#### [Work instructions]
Exactly the lines from the start of the data below through the line that contains "Target: scattered stone" are to be copied, with pictures left out.

#### [Records for the task]
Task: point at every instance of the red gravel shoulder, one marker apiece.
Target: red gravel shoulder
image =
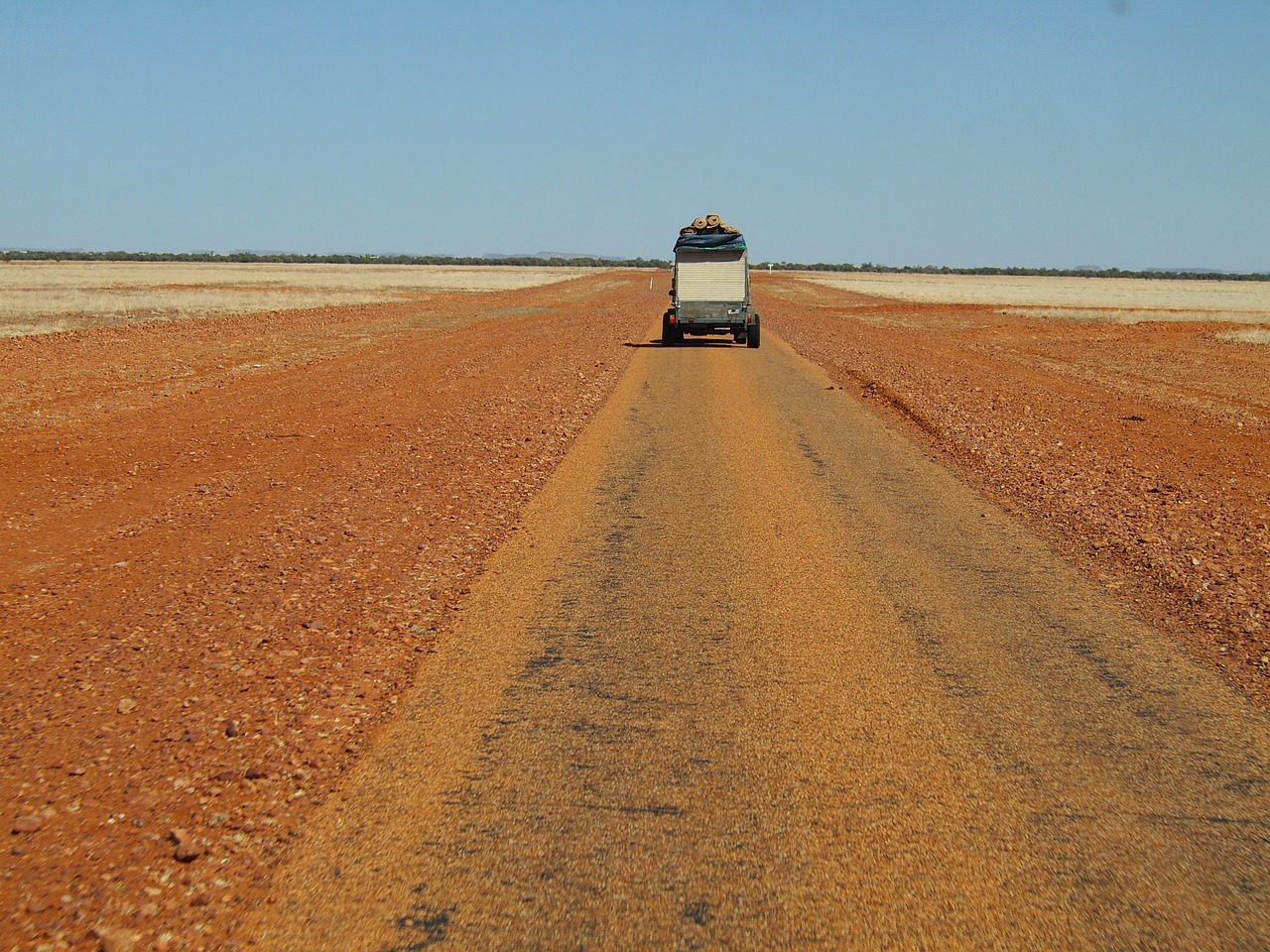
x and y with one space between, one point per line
227 546
1141 451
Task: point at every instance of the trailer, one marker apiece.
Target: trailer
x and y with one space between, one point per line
710 287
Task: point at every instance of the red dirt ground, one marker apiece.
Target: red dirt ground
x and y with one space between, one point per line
226 546
229 543
1142 452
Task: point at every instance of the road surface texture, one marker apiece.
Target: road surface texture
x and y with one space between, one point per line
757 673
234 548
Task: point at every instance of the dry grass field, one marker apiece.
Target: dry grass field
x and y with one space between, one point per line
40 298
1092 299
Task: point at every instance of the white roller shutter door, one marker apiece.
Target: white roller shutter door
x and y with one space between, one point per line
711 276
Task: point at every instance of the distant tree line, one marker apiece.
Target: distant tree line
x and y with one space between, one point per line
1042 272
534 262
250 257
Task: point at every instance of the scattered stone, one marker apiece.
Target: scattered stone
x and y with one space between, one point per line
27 824
116 939
187 849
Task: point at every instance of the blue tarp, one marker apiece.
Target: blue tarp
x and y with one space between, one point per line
711 243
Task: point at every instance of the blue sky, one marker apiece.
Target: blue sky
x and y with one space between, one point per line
1129 134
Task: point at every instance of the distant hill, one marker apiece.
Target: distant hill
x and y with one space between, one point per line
567 255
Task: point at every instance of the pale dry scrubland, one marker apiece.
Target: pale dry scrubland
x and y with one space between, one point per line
41 298
1106 299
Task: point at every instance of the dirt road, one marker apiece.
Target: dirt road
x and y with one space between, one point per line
781 682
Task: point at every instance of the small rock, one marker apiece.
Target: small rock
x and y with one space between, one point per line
187 849
27 824
114 939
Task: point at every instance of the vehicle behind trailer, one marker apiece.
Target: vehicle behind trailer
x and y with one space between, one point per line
710 287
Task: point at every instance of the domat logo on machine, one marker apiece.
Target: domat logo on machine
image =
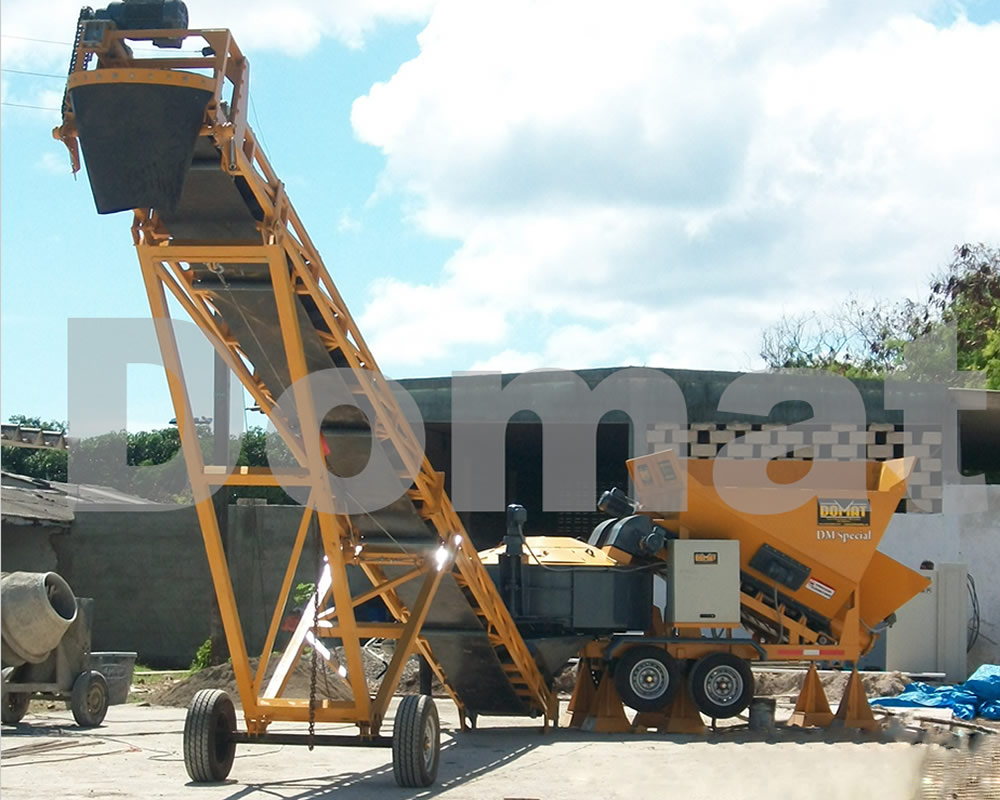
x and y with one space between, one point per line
844 536
843 512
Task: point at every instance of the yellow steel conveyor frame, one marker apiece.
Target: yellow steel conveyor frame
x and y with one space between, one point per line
296 269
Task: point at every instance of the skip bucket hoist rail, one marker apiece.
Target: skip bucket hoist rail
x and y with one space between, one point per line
165 136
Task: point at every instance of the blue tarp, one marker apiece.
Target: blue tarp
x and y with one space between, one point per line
977 697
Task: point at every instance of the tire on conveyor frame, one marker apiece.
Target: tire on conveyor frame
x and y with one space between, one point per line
416 742
209 748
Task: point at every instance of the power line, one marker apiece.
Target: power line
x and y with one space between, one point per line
30 39
25 105
36 74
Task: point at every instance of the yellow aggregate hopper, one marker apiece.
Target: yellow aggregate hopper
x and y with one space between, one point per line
813 584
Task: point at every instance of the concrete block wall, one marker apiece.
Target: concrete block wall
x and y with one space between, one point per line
876 442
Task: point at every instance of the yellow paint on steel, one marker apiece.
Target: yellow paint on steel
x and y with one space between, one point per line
144 75
407 641
204 507
286 585
296 270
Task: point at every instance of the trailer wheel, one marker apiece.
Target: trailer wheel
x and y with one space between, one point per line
89 699
646 678
416 742
721 685
209 748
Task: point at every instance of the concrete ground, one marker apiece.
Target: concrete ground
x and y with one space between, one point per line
137 753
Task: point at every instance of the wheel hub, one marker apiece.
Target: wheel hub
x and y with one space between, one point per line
429 739
723 685
649 679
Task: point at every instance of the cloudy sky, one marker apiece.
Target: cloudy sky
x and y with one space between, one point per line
546 184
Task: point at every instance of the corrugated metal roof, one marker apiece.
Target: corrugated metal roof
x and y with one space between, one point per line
26 506
26 500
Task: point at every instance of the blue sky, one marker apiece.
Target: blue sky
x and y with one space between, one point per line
547 185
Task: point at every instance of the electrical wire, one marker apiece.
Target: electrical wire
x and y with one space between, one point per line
975 618
25 105
34 74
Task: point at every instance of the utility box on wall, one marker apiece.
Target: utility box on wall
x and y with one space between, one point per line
931 630
703 583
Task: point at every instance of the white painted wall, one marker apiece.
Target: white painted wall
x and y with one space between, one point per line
967 533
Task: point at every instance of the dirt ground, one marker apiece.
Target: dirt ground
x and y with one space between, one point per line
137 754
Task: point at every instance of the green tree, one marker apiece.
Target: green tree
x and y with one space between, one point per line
967 295
867 339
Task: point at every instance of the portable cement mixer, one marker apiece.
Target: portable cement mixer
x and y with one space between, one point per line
46 648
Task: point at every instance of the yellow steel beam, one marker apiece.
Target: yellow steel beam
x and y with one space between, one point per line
405 645
195 466
282 599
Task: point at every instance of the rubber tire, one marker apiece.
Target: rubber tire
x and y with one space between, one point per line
209 748
89 699
623 677
14 707
701 671
410 767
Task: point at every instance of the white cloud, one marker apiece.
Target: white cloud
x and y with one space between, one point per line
655 184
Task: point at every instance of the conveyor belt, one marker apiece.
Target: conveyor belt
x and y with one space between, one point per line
207 205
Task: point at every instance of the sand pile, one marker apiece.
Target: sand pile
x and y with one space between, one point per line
771 683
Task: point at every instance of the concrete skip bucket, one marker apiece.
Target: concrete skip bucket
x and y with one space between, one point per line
810 570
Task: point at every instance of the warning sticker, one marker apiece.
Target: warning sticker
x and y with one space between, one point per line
824 591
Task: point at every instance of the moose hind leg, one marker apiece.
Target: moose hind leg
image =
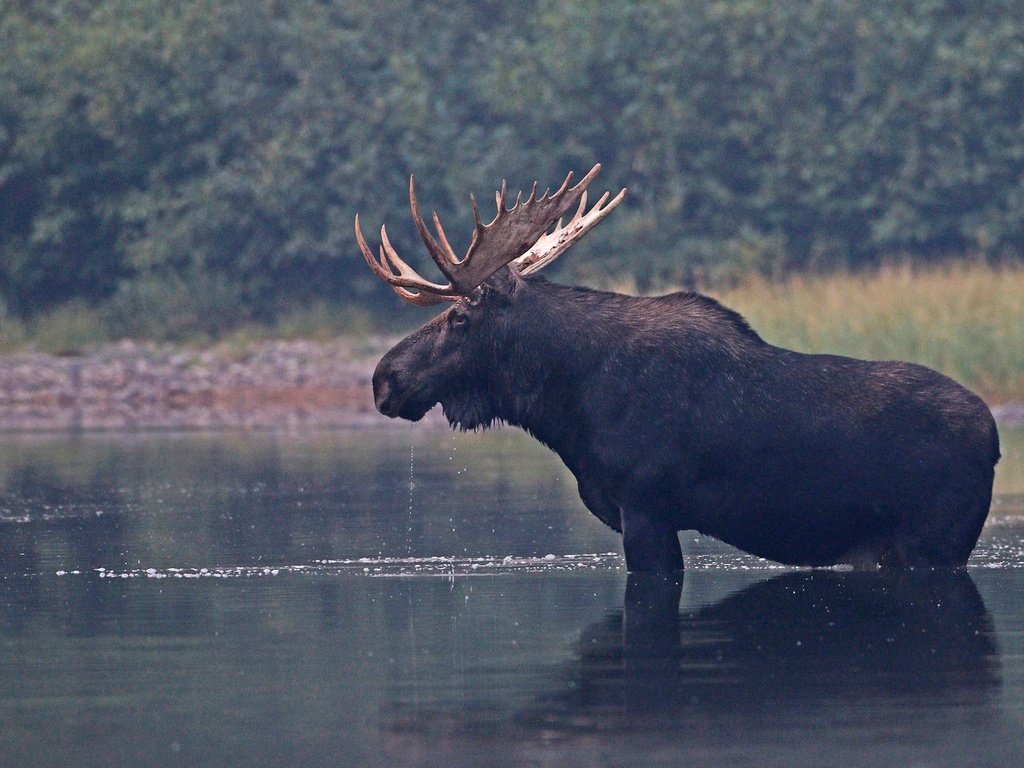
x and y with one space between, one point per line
650 547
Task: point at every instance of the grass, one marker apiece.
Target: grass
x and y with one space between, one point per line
964 320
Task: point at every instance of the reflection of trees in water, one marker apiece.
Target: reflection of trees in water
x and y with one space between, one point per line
792 654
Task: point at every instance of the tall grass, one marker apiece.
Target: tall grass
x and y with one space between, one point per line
965 320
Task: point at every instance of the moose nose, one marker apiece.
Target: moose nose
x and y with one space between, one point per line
384 393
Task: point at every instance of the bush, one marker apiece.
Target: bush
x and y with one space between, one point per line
227 144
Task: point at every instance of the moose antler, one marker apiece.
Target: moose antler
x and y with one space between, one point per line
517 236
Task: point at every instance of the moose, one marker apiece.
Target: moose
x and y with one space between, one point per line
673 414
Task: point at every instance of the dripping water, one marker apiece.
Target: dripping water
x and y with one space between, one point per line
412 492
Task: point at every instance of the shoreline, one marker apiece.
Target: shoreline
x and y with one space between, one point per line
131 386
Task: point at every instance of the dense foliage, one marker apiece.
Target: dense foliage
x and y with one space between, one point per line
193 163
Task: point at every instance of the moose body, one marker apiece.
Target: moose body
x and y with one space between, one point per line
673 414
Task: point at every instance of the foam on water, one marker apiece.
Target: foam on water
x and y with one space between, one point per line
379 566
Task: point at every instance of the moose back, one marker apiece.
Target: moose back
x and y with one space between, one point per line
673 414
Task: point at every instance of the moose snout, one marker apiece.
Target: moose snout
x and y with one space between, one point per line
384 390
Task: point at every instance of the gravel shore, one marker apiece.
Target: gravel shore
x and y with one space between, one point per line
141 386
273 384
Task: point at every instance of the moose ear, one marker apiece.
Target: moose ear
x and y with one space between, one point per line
503 284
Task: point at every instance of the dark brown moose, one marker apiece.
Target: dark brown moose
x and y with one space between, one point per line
673 414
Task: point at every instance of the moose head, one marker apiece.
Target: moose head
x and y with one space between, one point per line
452 359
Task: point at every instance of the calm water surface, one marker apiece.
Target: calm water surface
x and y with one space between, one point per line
407 596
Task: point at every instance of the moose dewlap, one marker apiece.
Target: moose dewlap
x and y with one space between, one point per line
673 414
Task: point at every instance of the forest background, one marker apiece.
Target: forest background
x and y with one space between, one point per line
175 169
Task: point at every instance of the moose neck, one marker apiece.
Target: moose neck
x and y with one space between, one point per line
551 347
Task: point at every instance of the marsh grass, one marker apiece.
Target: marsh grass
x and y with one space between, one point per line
964 320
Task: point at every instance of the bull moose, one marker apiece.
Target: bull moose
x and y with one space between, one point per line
672 412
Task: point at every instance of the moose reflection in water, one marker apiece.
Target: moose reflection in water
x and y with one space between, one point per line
793 653
673 414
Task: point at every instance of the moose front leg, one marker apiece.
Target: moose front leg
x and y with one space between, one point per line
650 547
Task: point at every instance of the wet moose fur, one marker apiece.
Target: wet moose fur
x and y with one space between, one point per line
673 414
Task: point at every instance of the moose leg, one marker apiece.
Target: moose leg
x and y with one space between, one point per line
649 547
600 505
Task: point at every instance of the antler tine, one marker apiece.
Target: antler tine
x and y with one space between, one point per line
551 246
519 237
442 255
388 263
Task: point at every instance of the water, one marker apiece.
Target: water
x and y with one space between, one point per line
403 596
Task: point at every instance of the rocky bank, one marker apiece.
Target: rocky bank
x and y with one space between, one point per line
273 384
141 386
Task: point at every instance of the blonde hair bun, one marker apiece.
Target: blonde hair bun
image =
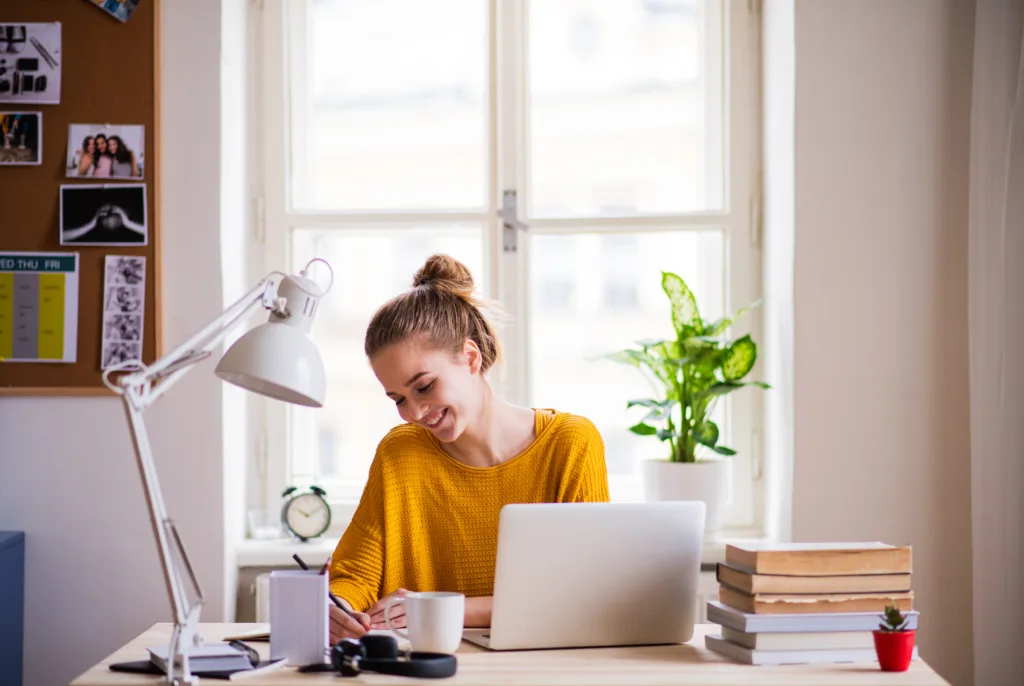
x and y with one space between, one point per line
443 272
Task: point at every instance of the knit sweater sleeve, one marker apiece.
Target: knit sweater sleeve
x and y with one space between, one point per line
586 476
357 562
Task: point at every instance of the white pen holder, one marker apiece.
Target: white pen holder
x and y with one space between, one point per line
299 620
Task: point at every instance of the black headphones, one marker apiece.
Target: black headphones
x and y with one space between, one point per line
380 653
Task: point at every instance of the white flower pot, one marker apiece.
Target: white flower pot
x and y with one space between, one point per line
707 481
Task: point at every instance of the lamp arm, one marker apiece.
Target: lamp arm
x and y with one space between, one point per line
153 381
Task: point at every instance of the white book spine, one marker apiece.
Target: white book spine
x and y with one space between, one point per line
749 656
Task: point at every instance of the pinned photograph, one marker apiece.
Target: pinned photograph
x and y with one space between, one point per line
123 327
120 9
118 352
103 215
20 138
105 151
125 270
30 62
124 309
124 299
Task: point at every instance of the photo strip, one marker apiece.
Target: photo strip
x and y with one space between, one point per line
105 151
103 215
30 62
124 309
20 138
120 9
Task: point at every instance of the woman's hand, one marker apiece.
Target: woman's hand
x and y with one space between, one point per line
397 612
343 626
478 611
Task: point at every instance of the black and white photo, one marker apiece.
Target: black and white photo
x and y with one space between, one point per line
121 351
125 269
123 328
20 138
105 151
124 309
124 299
103 215
30 62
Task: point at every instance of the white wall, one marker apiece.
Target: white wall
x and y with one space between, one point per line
778 93
883 92
69 478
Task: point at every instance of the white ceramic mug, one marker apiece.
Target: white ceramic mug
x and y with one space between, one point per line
434 620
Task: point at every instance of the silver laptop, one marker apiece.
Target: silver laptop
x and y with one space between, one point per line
581 574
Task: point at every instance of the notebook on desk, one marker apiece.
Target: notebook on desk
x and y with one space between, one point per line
628 571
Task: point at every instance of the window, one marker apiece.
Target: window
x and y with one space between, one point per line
621 136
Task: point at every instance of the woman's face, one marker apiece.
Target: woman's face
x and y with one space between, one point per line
432 388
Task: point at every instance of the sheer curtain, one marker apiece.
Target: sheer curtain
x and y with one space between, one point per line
996 341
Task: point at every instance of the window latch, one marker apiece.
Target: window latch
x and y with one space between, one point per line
511 225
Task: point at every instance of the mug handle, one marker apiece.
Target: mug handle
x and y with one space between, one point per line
391 602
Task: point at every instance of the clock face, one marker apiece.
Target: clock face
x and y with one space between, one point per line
307 515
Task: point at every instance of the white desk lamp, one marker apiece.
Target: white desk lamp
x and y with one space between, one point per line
276 358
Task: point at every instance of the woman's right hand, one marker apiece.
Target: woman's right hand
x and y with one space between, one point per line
343 626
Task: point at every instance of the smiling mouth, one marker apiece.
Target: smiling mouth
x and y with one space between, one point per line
436 419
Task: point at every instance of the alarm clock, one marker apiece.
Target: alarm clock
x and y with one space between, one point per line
306 514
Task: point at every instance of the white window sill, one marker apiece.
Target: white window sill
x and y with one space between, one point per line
278 553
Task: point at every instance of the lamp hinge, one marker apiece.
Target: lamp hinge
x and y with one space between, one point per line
259 220
756 218
260 452
510 221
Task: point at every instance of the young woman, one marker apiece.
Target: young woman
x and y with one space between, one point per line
88 154
123 159
428 516
101 160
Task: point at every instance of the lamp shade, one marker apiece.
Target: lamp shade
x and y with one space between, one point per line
278 360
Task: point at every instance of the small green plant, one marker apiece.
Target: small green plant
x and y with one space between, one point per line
894 619
690 373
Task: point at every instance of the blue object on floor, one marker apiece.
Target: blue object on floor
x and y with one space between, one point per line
11 605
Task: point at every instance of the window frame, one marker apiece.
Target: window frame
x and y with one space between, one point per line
739 222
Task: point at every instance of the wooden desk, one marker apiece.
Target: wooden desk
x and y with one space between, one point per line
686 665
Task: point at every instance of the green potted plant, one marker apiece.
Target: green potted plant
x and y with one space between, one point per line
893 641
690 373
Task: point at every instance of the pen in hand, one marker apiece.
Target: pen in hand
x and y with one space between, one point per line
334 598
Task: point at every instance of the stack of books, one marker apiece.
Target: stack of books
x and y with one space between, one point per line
808 603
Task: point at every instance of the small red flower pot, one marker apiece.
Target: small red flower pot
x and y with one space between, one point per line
894 649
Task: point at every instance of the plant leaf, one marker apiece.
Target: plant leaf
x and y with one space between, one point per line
644 402
649 342
707 433
725 387
627 356
739 358
726 322
642 429
684 305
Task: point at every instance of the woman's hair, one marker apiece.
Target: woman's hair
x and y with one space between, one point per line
441 306
123 155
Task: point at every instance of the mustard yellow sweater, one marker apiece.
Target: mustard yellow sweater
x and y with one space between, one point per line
428 522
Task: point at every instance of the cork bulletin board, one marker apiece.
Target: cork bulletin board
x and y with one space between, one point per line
109 84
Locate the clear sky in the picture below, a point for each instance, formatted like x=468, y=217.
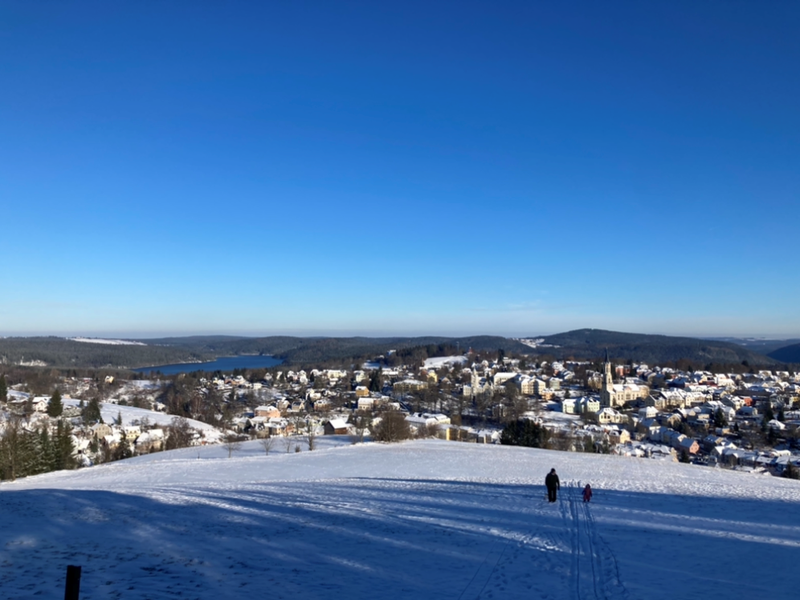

#### [Task result]
Task: point at every instance of the red gravel shoulder, one marker apiece.
Target: red gravel shoulder
image =
x and y with one space between, one point per line
227 546
1141 451
Task: point at every instance of the trailer, one marker apiece.
Target: trailer
x and y with one space between, one point per line
710 287
Task: point at every instance of the red dirt ground, one marker apiece.
Target: red dirt ground
x and y with one space between, one point per line
226 546
229 543
1142 452
Task: point at every instance of the road surface texture, one marker apiece.
Target: road surface texture
x and y with one space between, one point per line
757 673
234 548
Task: point at every instance of the dry grass field, one marker apiece.
Target: dry grass field
x and y with one space between, one point per line
40 298
1092 299
Task: point at every instance of the white roller shutter door, one marker apiece.
Target: white roller shutter door
x and y with one space between, one point per line
711 276
Task: point at every instance of the distant tree line, one marker apiece.
Target: distant tree line
x and y with one space between, one point per line
1042 272
534 262
250 257
Task: point at every instance of the scattered stone, one marker apiece.
Target: scattered stone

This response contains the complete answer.